Problem to work on —
If a line of the records contains the word "window", list it.

Dataset records —
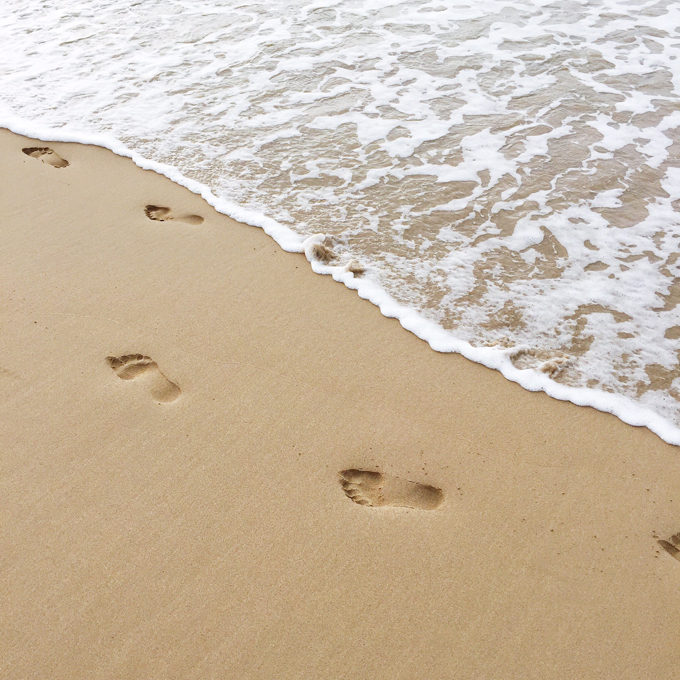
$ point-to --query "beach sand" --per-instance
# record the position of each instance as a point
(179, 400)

==

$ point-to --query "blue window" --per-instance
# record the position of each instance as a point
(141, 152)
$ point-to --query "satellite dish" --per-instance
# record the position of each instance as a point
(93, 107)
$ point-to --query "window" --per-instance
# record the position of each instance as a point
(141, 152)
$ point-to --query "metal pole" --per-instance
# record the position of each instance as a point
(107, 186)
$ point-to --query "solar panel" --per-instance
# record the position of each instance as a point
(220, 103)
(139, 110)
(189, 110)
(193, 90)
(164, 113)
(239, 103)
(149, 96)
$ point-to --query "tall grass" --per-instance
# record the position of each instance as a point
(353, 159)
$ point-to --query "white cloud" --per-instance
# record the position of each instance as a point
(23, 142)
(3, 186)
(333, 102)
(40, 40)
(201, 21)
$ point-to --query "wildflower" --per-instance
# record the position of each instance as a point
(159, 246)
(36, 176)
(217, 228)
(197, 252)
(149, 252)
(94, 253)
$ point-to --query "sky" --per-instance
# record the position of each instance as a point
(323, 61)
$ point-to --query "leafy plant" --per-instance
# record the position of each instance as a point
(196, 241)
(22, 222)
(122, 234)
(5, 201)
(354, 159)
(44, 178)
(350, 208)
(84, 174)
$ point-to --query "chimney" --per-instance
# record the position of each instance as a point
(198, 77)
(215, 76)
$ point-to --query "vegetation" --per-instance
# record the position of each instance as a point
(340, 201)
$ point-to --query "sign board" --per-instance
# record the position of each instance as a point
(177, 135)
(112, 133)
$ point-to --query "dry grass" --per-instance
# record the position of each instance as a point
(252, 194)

Solution below —
$ point-to --query "blue window" --per-instance
$ point-to --query "window" --per-instance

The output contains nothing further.